• WORK TO BE COMPLETED
Only the pictures are to be left out; write out the rest of the data exactly.

• GIVEN DATA
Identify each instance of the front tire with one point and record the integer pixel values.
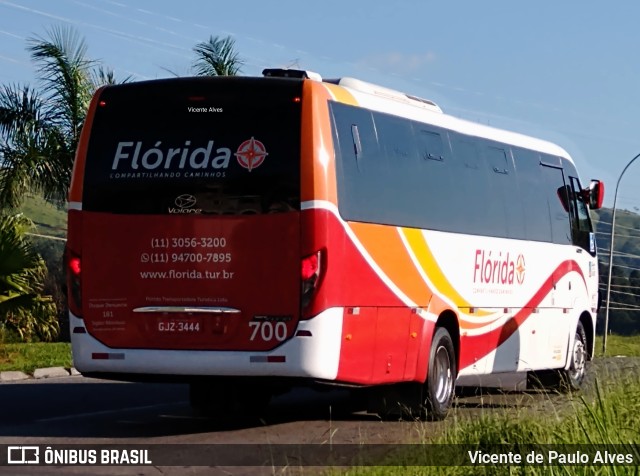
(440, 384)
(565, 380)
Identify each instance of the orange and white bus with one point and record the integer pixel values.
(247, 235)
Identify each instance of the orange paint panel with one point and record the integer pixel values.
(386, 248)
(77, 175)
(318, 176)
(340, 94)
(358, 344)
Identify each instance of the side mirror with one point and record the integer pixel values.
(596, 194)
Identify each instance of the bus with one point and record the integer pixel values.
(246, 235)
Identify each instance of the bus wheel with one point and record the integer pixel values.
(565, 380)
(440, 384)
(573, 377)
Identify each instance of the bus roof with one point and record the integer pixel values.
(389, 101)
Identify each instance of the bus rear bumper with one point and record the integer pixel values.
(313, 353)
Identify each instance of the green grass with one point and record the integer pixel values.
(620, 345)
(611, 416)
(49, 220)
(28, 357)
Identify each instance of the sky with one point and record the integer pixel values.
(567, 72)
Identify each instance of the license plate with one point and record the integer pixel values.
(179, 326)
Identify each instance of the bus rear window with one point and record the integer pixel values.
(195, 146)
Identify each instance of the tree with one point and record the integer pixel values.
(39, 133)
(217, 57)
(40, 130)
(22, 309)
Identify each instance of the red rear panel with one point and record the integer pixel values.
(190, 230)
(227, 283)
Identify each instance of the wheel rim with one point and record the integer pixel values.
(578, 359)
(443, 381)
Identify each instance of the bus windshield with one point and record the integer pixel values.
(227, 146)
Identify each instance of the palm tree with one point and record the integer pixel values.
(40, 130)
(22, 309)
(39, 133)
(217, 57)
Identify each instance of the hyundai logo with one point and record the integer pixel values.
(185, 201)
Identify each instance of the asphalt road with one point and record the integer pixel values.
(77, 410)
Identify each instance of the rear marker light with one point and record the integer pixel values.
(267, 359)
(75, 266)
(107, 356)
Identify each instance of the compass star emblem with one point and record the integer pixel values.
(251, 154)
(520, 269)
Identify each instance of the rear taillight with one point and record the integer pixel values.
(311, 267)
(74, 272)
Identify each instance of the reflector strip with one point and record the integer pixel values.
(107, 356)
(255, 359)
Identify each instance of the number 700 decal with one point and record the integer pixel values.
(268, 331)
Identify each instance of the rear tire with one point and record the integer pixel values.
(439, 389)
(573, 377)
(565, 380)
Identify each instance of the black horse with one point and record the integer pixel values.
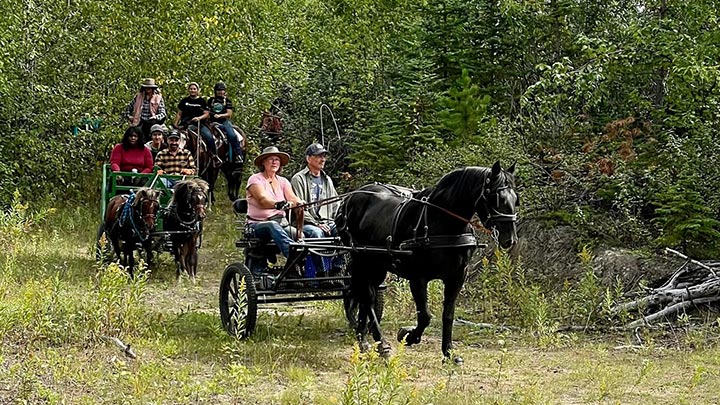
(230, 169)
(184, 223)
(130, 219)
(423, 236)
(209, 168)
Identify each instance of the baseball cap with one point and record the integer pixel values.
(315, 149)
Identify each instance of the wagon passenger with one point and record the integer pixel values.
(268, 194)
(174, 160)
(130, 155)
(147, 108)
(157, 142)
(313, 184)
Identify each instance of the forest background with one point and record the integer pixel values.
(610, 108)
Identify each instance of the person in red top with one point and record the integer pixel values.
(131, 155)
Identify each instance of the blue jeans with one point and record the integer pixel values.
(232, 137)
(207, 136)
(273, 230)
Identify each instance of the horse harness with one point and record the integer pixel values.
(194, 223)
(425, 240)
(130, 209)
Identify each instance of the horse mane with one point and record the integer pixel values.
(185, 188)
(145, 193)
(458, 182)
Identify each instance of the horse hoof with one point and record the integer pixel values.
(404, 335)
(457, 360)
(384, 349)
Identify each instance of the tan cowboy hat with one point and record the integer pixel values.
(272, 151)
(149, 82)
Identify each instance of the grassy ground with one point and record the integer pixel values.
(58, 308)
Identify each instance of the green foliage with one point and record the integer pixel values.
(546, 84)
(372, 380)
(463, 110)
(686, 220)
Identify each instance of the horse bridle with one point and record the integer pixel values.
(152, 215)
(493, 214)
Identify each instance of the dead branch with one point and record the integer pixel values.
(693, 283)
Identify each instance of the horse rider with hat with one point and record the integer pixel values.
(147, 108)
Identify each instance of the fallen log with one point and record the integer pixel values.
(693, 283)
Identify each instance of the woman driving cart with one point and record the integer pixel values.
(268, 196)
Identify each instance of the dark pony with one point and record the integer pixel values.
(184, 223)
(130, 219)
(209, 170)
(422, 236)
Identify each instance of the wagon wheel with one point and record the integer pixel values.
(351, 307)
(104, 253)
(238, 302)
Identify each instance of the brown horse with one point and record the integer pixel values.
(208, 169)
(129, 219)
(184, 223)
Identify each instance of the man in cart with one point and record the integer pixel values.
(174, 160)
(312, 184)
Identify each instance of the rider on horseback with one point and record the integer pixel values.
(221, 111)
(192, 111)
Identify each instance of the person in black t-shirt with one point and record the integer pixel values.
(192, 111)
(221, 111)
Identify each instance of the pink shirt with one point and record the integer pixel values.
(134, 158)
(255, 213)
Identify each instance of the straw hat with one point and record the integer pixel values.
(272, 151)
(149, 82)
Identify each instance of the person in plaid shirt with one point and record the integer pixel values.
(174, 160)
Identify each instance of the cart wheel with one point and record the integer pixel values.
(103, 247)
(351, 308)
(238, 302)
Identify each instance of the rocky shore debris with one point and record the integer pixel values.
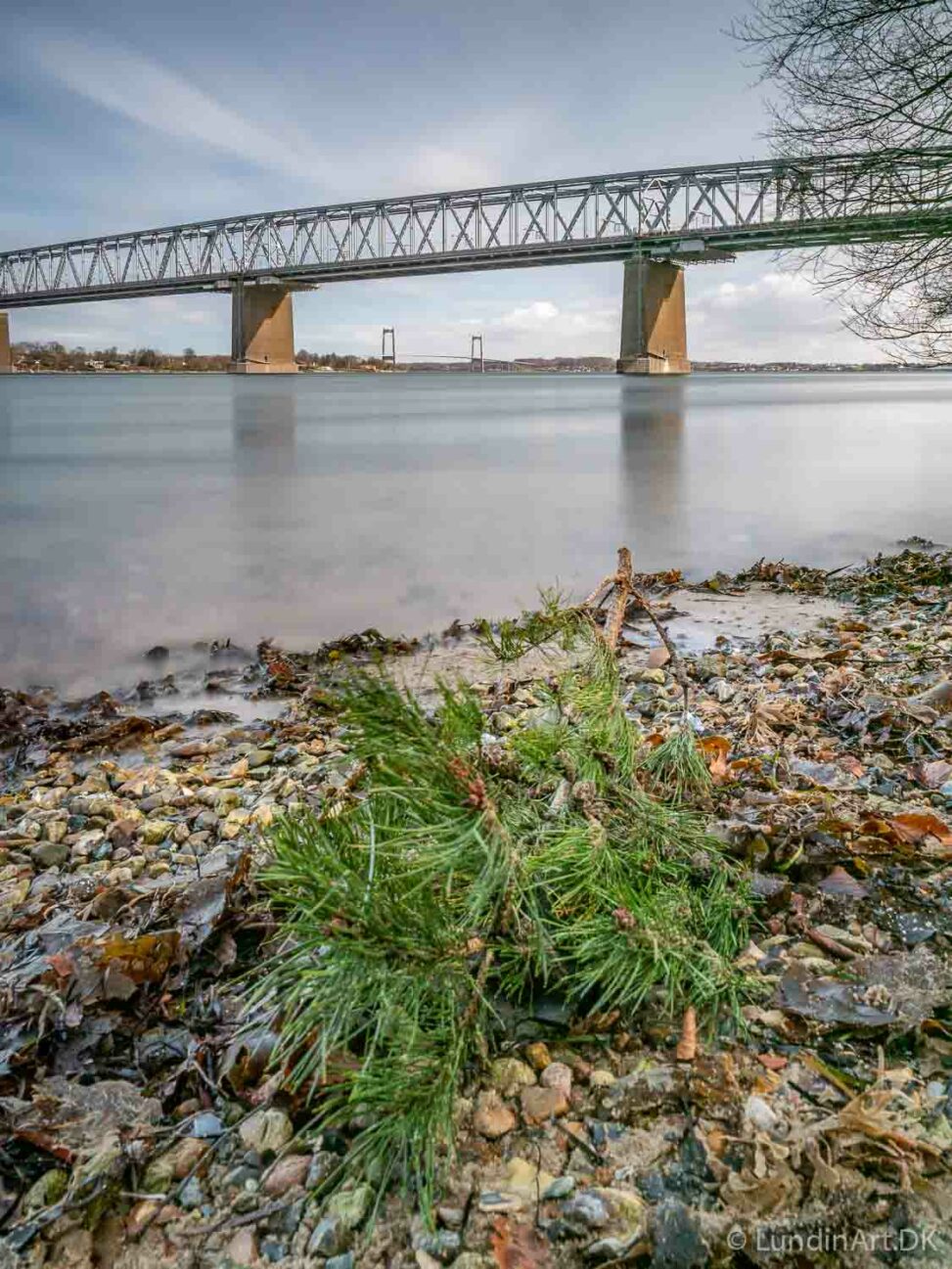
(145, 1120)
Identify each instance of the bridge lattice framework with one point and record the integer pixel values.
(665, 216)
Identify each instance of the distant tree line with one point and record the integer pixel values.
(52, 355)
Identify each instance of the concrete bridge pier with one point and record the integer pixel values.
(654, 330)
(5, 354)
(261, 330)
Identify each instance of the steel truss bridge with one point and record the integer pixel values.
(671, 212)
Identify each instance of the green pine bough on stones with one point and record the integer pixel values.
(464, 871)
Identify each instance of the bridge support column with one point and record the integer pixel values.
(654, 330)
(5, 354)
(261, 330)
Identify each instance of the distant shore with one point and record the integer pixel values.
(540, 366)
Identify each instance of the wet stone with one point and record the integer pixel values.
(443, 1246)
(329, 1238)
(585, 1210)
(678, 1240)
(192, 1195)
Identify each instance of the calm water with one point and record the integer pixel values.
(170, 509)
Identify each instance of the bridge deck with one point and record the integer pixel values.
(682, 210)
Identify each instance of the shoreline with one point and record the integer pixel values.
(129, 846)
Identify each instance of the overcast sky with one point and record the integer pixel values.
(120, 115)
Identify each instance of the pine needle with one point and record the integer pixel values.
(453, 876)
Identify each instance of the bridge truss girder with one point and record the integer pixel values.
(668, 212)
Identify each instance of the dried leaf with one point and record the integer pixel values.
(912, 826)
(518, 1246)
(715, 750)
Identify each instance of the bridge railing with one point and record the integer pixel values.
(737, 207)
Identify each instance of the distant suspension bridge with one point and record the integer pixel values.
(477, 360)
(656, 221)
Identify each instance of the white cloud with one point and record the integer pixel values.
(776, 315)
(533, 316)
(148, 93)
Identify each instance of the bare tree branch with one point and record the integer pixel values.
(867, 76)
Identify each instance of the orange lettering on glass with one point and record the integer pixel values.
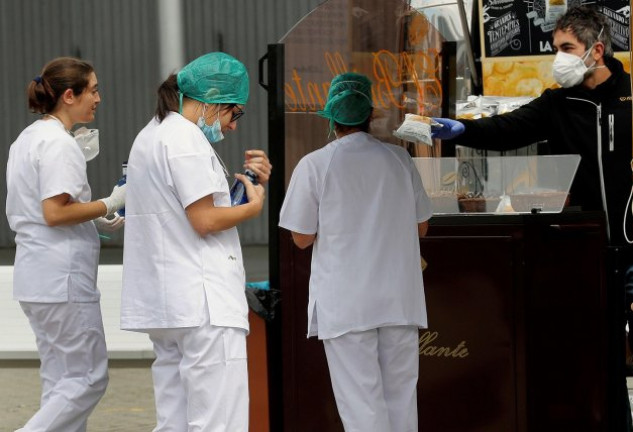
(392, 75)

• ANSWER TO THE EXERCISE
Identify each instance of the front tire with one point and record the integer pixel values.
(440, 384)
(565, 380)
Identify each instance of the orange and white bus with one point and record the integer pixel values.
(247, 235)
Identify each instance of the orange paint panel with one point and record the integer pixel values.
(386, 248)
(77, 175)
(318, 176)
(340, 94)
(358, 344)
Identify each instance of the side mirror with one point and record the integer pixel values.
(596, 194)
Identify each instance of the bus with one point and record the integer pixel values.
(246, 235)
Identify each instance of the bus wheel with one point and record the integer pixel values.
(565, 380)
(440, 384)
(573, 377)
Identify each instance of the bus roof with one point and record the integer pixel values.
(389, 101)
Identify each instance of the bus rear bumper with one point and record the integer pixel values.
(313, 353)
Identify each instance of the green grass with one point and record the integer pixel values.
(620, 345)
(611, 416)
(49, 220)
(28, 357)
Identify each instance of the sky with one point and record the integer pixel values.
(567, 72)
Identify each instance of the license plate with one point and record the integer pixel values.
(179, 326)
Identify each instance of the bus rear window with one point and record the integer pixel values.
(195, 146)
Identify each instance of the tree with one point and record the integer pixel values.
(39, 133)
(217, 57)
(40, 130)
(22, 309)
Identify each instance of the red rear panel with one point and record the integer pixel values.
(190, 230)
(227, 283)
Identify each instance of the wheel rim with one point and record the integer pixel values.
(578, 359)
(443, 381)
Identify each instance of the bus windshield with one point and record the integer pixel values.
(227, 146)
Identify each instance of the palm tree with one point and record the integer pixel values.
(40, 130)
(22, 309)
(39, 133)
(217, 57)
Identify each instance of the hyundai logo with one point and record the integer pixel values.
(185, 201)
Identify each instance of the asphalt road with one point and record the integer pixel values.
(77, 410)
Identify each instance of the rear marker light with one point and record the integer pixel values.
(267, 359)
(75, 266)
(107, 356)
Identify each instance of the compass star emblem with one point and record the integer pixel values.
(251, 154)
(520, 269)
Identify each instance of the rear taillight with one point and record the integer pixel values.
(311, 267)
(74, 272)
Identify each instance of the reflector strip with one point and record the integer pixel values.
(107, 356)
(255, 359)
Identify each instance of the number 700 decal with one point and record the integer pixel values.
(268, 331)
Identify each instance of the rear tire with one point and record the integer pixel values.
(439, 389)
(573, 377)
(565, 380)
Identify each instance of the black horse with one point and record the integer pixel values.
(230, 169)
(184, 223)
(130, 219)
(423, 236)
(209, 168)
Identify each instance of the baseball cap with one point and record the integer pixel values.
(315, 149)
Identify each instance of the wagon passenger with one point and record the integer pixel values.
(268, 194)
(174, 160)
(130, 155)
(147, 108)
(157, 142)
(313, 184)
Identify each instance of the forest background with one point and record the integer pixel values.
(610, 108)
Identify each instance of the person in red top with one point and record the integer pixel values.
(131, 155)
Identify each instance of the blue jeans with one point and record the integer pixel values.
(232, 137)
(207, 136)
(273, 230)
Identify each instance of the horse harness with one point and record the integer pixel values.
(194, 223)
(425, 240)
(130, 209)
Identify each instance of the horse mane with one point and record the integer pixel values.
(185, 188)
(145, 193)
(458, 182)
Identify each instance of the horse hoof with one point and record the integer pixel values.
(404, 335)
(457, 360)
(384, 349)
Identify each instance of the tan cowboy hat with one point and record the integer pixel values.
(272, 151)
(149, 82)
Identify each instance of the grassy ground with one point and record the integer pixel values.
(58, 308)
Identify each instance of the green foliage with one point and record the integer pixel values.
(546, 84)
(372, 380)
(463, 110)
(686, 220)
Identify each instance of the horse bridle with one point and record the integer pixel values.
(152, 215)
(493, 214)
Identify each instance of the dead branch with one point and record the integer pixel values.
(693, 283)
Identify each instance of the horse rider with hat with one point and record the integer pixel values.
(147, 108)
Identify each instance of the fallen log with one point and record the integer pixel values.
(693, 283)
Identify each instance of the woman driving cart with one point and record the integer pixel values.
(268, 196)
Identify each instance of the dark pony with one point and record the integer pixel values.
(184, 223)
(130, 219)
(209, 170)
(422, 236)
Identify each instance of the wagon wheel with one point and record the integer pixel values.
(351, 307)
(104, 253)
(238, 302)
Identify each instance of the brown horse with one point and record the integer pixel values.
(208, 169)
(129, 219)
(184, 223)
Identify each instance of the man in cart with one point and record the integer pixel values.
(174, 160)
(312, 184)
Identify each instance of the rider on horseback with one point and record the integer pixel values.
(221, 111)
(192, 111)
Identify each instance of the person in black t-shirt with one point and record the integer pixel values.
(192, 111)
(221, 111)
Identify each instance of the pink shirt with one point and record the integer pixel values.
(134, 158)
(255, 213)
Identify each instance of the straw hat with one point and record the integer pixel values.
(272, 151)
(149, 82)
Identify each instance of the person in plaid shirt with one point and record the integer pixel values.
(174, 160)
Identify each instance of the cart wheel with one point and record the integer pixel values.
(103, 247)
(351, 308)
(238, 302)
Identify each instance of the rocky shore debris with one point and record the integer pixel values.
(145, 1120)
Identify each instance of the bridge lattice framework with one point and record the integer pixel values.
(665, 216)
Identify each instance of the distant tree line with one point and record the integer pixel values.
(52, 355)
Identify each instance of the concrete bridge pier with one point and record the integer pixel values.
(654, 330)
(5, 354)
(261, 330)
Identify each instance of the steel truss bridge with one point and record the integer pixel values.
(671, 212)
Identify each instance of the green pine bough on stones with one point and record the integer pixel values.
(464, 871)
Identify each instance of the bridge support column with one point and record the integer pixel values.
(654, 330)
(5, 354)
(261, 330)
Identify each instance of the distant shore with one point and record the integer pixel values.
(540, 366)
Identify each instance of the wet stone with one point and record the integer pixel values.
(443, 1246)
(329, 1238)
(585, 1210)
(678, 1240)
(192, 1195)
Identify each instance of the calm water with one point and record the integer pixel values.
(170, 509)
Identify each instance of the bridge deck with one point and record the integer pixel values.
(682, 210)
Identify each instance of the shoreline with one point and record the integer pixel values.
(129, 846)
Identify each instance of the overcast sky with one point and record the integer pixel values.
(120, 115)
Identify each instance of the pine needle with one point and record the integer pixel values.
(453, 876)
Identify each instance of the bridge truss girder with one point and record the integer pixel values.
(668, 212)
Identify each instance of the dried leaf with one point and record the integer pixel values.
(912, 826)
(518, 1246)
(715, 750)
Identify each instance of the bridge railing with one point and record the integer pixel values.
(737, 207)
Identify each instance of the distant suspension bridge with one point and record the integer pixel values.
(477, 360)
(656, 221)
Identify each instance of the white cloud with one point and record the integer pixel values.
(776, 315)
(533, 316)
(148, 93)
Identify each instance of the bare tree branch with one point and record the integer pixel values.
(867, 76)
Identify each instance of the orange lettering on glass with one point and record the integer pixel values.
(392, 75)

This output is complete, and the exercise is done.